- **WHAT THE EXERCISE ASKS**: Arrange the rows that start at the line containing "Would you mind spotting the woman" and end after the line containing "<point>145,534</point>" as a JSON list of strings, one string per line with blank lines skipped. Omit the pictures.

- **MATERIAL FOR THIS EXERCISE**:
______________________________
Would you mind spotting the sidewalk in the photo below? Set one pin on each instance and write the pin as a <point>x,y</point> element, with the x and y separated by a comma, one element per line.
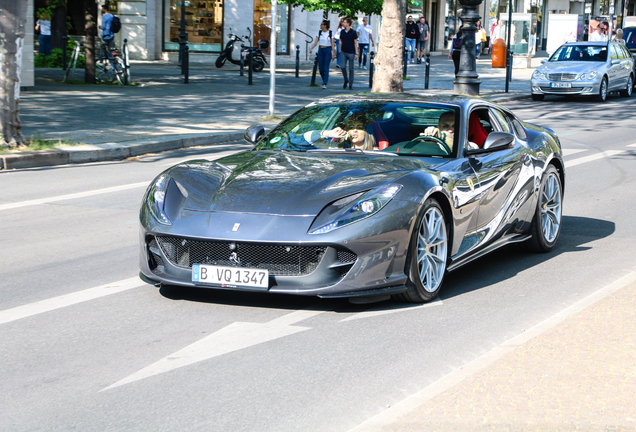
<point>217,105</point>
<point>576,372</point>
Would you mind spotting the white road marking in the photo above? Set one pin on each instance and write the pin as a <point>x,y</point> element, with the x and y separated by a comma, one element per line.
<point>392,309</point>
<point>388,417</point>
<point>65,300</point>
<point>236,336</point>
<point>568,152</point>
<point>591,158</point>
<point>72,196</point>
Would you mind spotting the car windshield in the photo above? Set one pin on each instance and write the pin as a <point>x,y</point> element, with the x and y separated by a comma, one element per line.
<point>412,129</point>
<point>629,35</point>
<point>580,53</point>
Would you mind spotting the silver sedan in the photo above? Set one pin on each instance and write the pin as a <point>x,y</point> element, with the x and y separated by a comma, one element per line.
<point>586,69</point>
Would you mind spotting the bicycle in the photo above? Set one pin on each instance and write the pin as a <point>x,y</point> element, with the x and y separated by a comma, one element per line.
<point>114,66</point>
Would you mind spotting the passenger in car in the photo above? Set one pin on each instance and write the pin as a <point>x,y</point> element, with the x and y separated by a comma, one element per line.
______________________________
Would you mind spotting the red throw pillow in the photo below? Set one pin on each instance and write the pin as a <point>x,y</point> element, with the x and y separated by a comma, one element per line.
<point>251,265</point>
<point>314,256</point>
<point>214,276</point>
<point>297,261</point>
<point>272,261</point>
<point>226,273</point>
______________________________
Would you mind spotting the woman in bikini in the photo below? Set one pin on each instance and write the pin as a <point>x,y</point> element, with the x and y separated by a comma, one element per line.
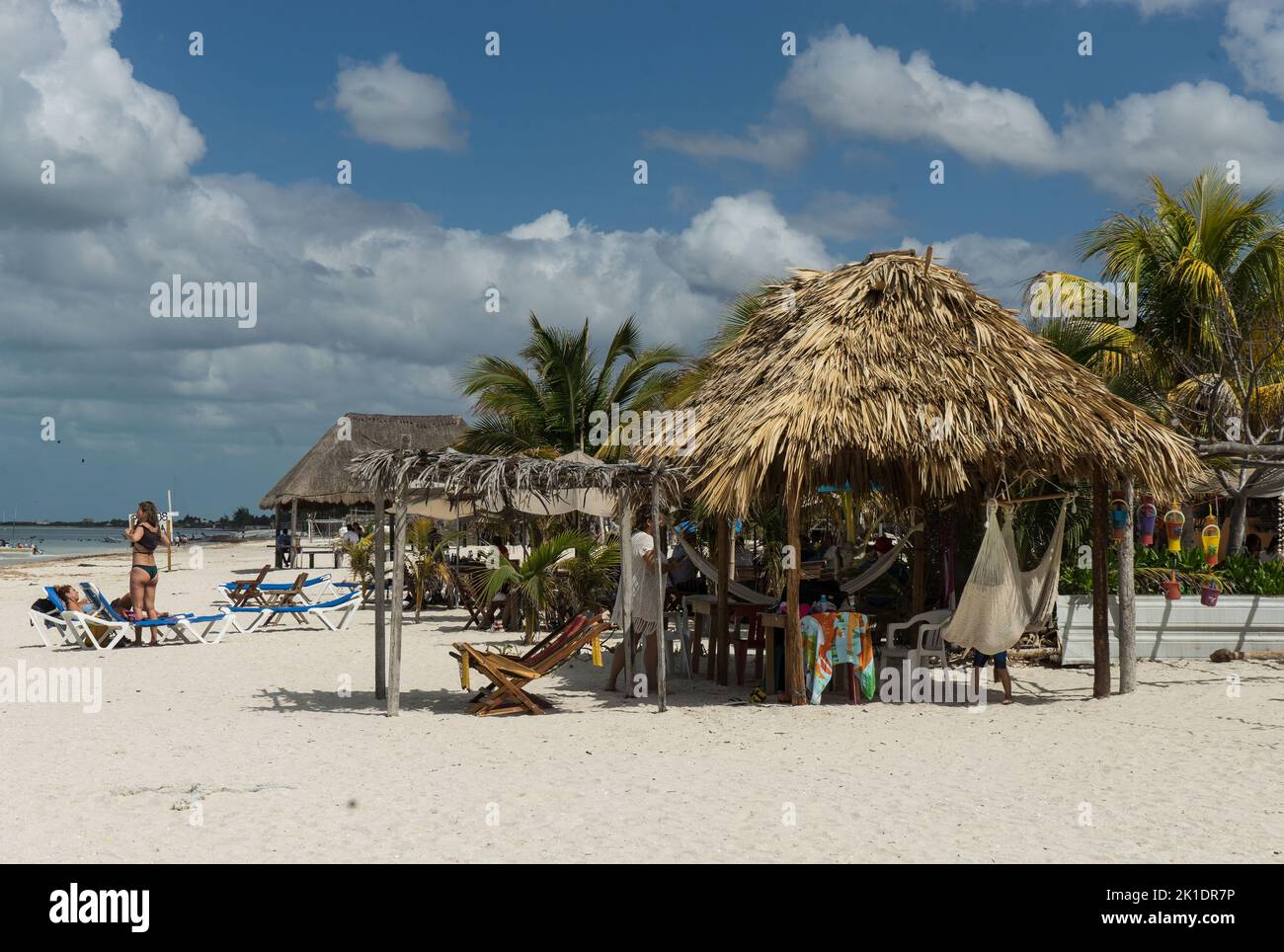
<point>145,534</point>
______________________________
- **EXERCISE OUTPUT**:
[
  "Would you mind spotting the woman in bikini in the photo below? Set one pin on each instance and write the pin as a <point>x,y</point> element, with the x and y separated by a comma, one element per line.",
  "<point>145,534</point>"
]